• ACTIONS TO TAKE:
a. According to the independent component analysis page, in which journal did the paper by Hyvärinen and Oja appear?
b. Write out the part of the independent component analysis page starting with "2000 IndependentComponentAnalysis" and going on through "Pursuit, Factor Analysis.".
c. Pick up the independent component analysis page where it stops and continue it.

2000 IndependentComponentAnalysis

• (Hyvärinen & Oja, 2000) ⇒ Aapo Hyvärinen, Erkki Oja. (2000). “Independent Component Analysis: Algorithms and Applications.” In: Neural Networks, 13(4-5). doi:10.1016/S0893-6080(00)00026-5.

Subject Headings: Independent Component Analysis, Projection Pursuit, Factor Analysis.

Notes

Cited By

• Cited by ~6522 http://scholar.google.com/scholar?cites=771289760838077176

Quotes

• Author Keywords: Independent component analysis; Projection pursuit; Blind signal separation; Source separation; Factor analysis; Representation.

• COLLECTED MATERIAL:
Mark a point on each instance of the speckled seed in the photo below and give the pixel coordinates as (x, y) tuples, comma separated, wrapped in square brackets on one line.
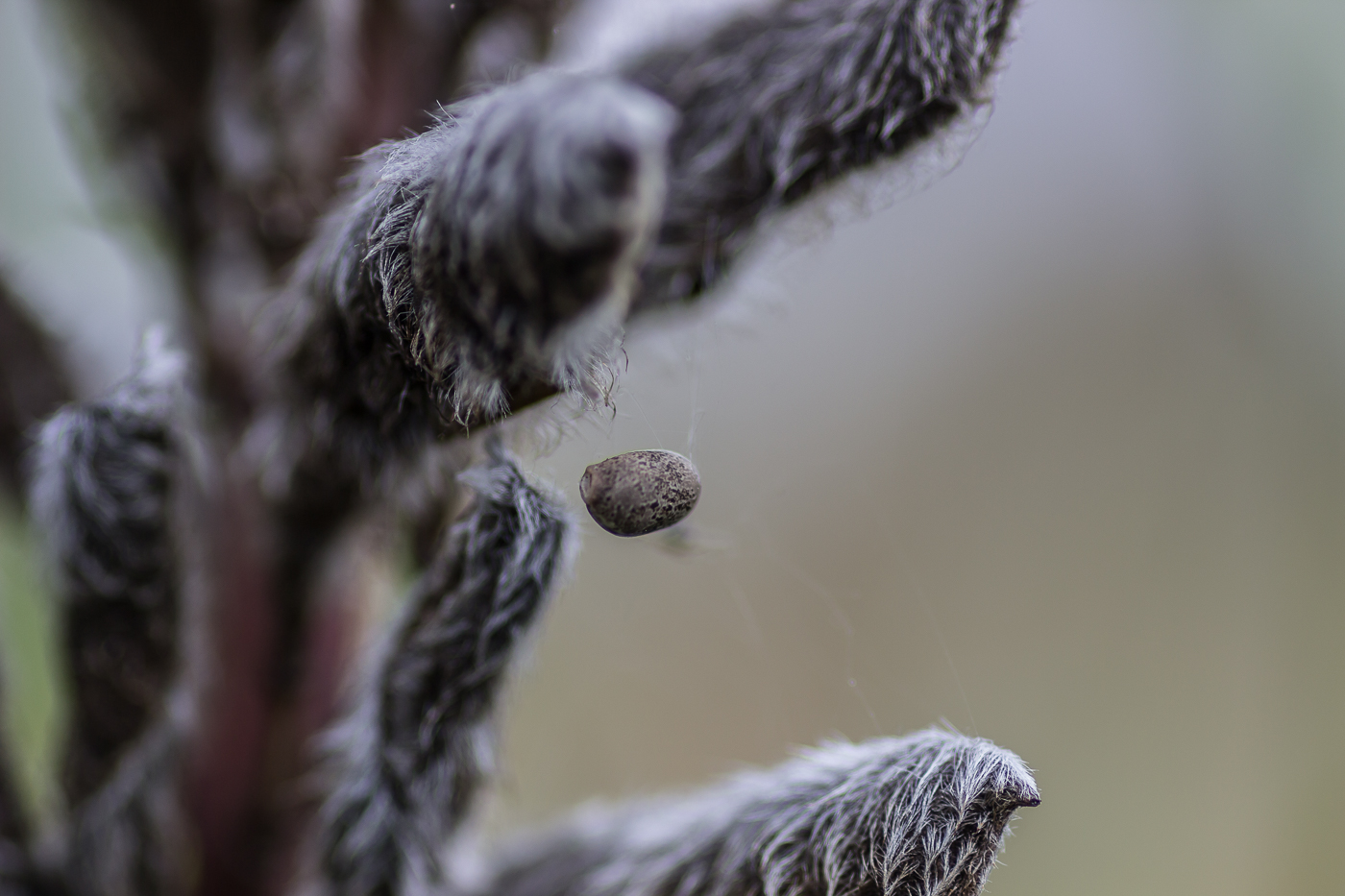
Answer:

• WRITTEN ANSWERS:
a. Neural Networks, volume 13, issue 4-5.

b.
2000 IndependentComponentAnalysis

• (Hyvärinen & Oja, 2000) ⇒ Aapo Hyvärinen, Erkki Oja. (2000). “Independent Component Analysis: Algorithms and Applications.” In: Neural Networks, 13(4-5). doi:10.1016/S0893-6080(00)00026-5.

Subject Headings: Independent Component Analysis, Projection Pursuit, Factor Analysis.

c.
Abstract

• A fundamental problem in neural network research, as well as in many other disciplines, is finding a suitable representation of multivariate data, i.e. random vectors. For reasons of computational and conceptual simplicity, the representation is often sought as a linear transformation of the original data. In other words, each component of the representation is a linear combination of the original variables. Well-known linear transformation methods include principal component analysis, factor analysis, and projection pursuit. Independent component analysis (ICA) is a recently developed method in which the goal is to find a linear representation of non-Gaussian data so that the components are statistically independent, or as independent as possible. Such a representation seems to capture the essential structure of the data in many applications, including feature extraction and signal separation. In this paper, we present the basic theory and applications of ICA, and our recent work on the subject.

1. Motivation

• Another, very different application of ICA is on feature extraction. A fundamental problem in digital signal processing is to find suitable representations for image, audio or other kind of data for tasks like compression and denoising. Data representations are often based on (discrete) linear transformations. Standard linear transformations widely used in image processing are the Fourier, Haar, cosine transforms etc. Each of them has its own favorable properties (Gonzales and Wintz, 1987).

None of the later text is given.